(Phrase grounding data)

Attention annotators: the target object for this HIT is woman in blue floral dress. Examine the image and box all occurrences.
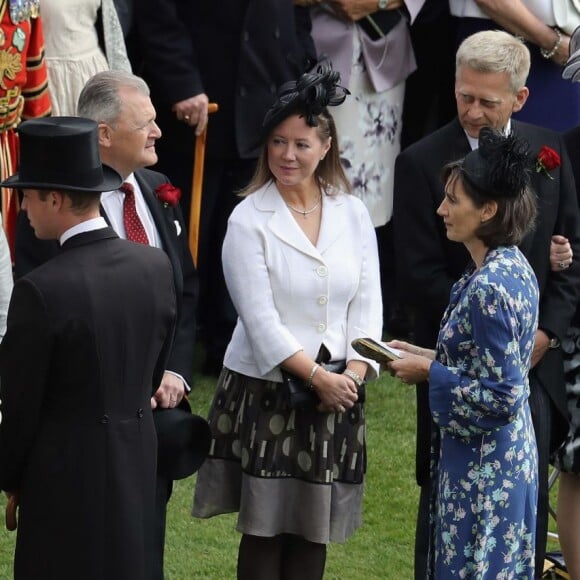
[386,128,540,578]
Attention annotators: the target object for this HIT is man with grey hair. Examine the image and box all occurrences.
[393,30,580,578]
[14,70,199,580]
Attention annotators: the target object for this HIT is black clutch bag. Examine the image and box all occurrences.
[281,369,320,408]
[280,345,365,408]
[358,10,403,41]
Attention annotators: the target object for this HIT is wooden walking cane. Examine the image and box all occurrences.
[189,102,219,265]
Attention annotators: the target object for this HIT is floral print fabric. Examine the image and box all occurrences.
[428,246,539,579]
[331,28,404,228]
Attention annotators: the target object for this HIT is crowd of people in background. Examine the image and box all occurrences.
[0,0,580,579]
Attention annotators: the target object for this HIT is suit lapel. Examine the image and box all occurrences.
[511,121,558,257]
[258,182,343,262]
[450,119,471,159]
[99,206,112,226]
[254,182,319,260]
[316,193,347,255]
[134,170,181,265]
[135,170,185,297]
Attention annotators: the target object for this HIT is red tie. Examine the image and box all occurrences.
[121,182,149,245]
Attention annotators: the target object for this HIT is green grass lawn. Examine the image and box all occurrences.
[0,370,561,579]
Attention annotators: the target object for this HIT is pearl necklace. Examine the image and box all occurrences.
[285,195,322,218]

TASK PROMPT →
The records above should be reproduced exactly, with no pictures included.

COMPLETED EXERCISE →
Attention annotators: the target object for this HIT is woman in blue floral dress. Examine the image and box all occurrences.
[386,128,540,578]
Attention annotators: the target object for this HIT is man with grey hair. Examine the image and box all occurrences.
[393,30,580,578]
[14,70,199,580]
Attention annotators: the target object for this HIT is black clutch bag. Examine the image and box all occurrences.
[281,369,320,408]
[280,345,365,408]
[358,10,403,41]
Attention annotators: the target object for this HIT is wooden walking cane. Examine the image and box all occurrences.
[189,102,219,265]
Attention annotators: the target object for this HIT is floral print fabric. Examine the image and box all occurrences.
[428,246,539,579]
[331,28,404,228]
Attention annotators: the target object for this HIT is crowd of people in background. Examine the image and box all occurrences.
[0,0,580,579]
Attention annotators: the target object for this HIT is suit lapel. Examine the image and box all occurrences.
[511,121,558,257]
[258,182,343,262]
[450,119,471,159]
[99,206,112,226]
[254,182,319,260]
[316,193,347,255]
[134,170,181,265]
[135,170,185,297]
Attention annotators: the target object for this HIT is red tie. Examine the image and box all occurrences.
[121,182,149,245]
Attention annotators: the target object for this HIT is green grass lawn. Examine the image and box all occurrences.
[0,370,561,579]
Attention annotators: the target object for this HIT is pearl necklace. Examine the image and box all occurrences.
[285,195,322,218]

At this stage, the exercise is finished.